# [Task inputs]
■ ■ ■ ■ ■ ■ ■

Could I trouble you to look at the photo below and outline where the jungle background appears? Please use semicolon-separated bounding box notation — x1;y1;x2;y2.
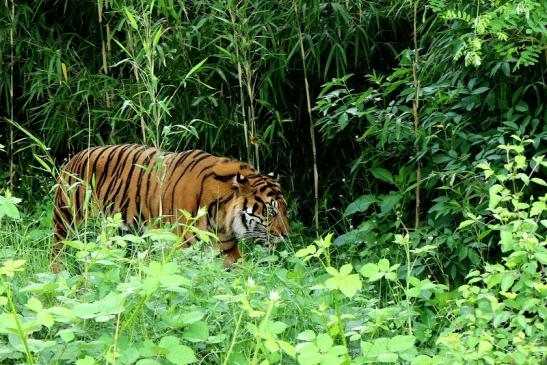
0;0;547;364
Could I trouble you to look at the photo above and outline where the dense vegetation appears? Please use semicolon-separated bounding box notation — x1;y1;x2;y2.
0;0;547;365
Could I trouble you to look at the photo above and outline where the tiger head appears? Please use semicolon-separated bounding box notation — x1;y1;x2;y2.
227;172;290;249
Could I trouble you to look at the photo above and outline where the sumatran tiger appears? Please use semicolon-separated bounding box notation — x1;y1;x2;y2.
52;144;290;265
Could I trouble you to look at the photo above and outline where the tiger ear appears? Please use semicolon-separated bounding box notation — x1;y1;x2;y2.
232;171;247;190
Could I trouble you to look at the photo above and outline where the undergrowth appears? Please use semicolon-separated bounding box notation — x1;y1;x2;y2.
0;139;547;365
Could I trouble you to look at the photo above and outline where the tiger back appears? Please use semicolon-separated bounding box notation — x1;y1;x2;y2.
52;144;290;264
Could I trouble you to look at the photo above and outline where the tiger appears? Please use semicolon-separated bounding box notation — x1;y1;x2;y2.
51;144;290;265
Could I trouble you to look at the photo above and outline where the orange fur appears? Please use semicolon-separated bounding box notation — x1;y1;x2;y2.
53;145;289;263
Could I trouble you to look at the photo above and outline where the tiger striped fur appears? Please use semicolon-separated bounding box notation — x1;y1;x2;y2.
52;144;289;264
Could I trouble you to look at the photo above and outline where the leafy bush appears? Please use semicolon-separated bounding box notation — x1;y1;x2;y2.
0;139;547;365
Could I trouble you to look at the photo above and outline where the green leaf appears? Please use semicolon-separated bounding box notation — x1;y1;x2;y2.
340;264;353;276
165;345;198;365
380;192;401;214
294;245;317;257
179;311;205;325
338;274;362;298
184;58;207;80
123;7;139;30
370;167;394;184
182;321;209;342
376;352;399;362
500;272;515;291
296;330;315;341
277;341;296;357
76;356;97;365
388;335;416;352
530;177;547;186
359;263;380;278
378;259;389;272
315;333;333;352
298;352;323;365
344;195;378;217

■ ■ ■ ■ ■ ■ ■

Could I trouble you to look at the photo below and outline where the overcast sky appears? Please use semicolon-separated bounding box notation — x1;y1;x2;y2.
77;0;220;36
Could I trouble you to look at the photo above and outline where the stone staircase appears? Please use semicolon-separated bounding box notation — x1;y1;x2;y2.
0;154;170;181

■ ■ ■ ■ ■ ■ ■

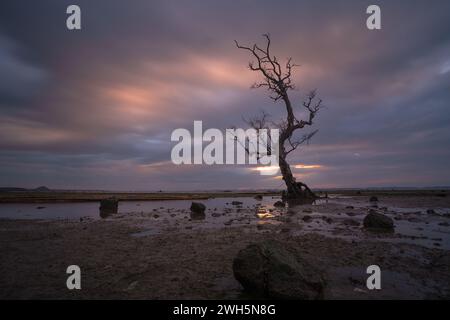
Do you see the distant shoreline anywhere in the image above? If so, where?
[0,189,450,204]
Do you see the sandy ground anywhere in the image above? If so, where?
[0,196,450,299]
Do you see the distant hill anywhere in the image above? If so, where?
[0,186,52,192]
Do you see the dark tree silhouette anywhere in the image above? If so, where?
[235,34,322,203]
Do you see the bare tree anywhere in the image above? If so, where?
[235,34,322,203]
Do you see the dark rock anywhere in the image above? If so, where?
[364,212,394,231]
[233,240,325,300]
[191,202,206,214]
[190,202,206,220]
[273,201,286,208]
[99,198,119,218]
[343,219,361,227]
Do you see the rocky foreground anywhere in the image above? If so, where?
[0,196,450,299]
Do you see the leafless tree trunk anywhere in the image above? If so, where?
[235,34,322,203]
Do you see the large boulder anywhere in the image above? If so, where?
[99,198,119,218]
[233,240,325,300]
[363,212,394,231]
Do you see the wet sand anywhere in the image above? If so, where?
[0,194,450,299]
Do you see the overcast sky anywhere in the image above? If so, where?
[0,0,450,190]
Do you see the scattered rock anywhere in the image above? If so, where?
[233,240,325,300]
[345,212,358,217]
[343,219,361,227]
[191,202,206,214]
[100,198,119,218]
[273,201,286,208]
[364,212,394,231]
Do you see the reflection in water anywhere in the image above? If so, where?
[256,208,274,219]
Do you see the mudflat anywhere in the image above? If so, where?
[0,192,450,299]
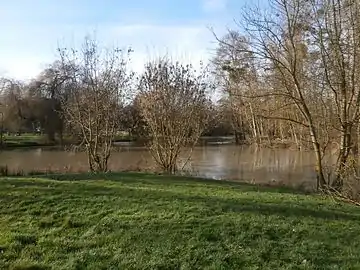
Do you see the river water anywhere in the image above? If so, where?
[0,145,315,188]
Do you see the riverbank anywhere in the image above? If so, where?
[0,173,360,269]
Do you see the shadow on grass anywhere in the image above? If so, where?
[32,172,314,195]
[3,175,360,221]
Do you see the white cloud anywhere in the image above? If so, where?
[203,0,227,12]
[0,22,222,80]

■ ■ ■ ■ ■ ■ ■

# [Description of the task]
Repeat the lines word for word, starting with the line that contains "Do you see the mudflat" and going on through the line that contains "[3,175,360,221]", both included. Leave the pictures out of your answer.

# [Reply to the task]
Do you see the mudflat anywhere in the image above? If so, where?
[0,192,450,299]
Do you see the river water anywhere in the image above? If so, where?
[0,145,315,188]
Do you see the riverbank anywhere in the image above? If so, where?
[0,173,360,269]
Do you see the shadow on grass anywhere in the image above? If so, where?
[32,172,314,195]
[3,175,360,221]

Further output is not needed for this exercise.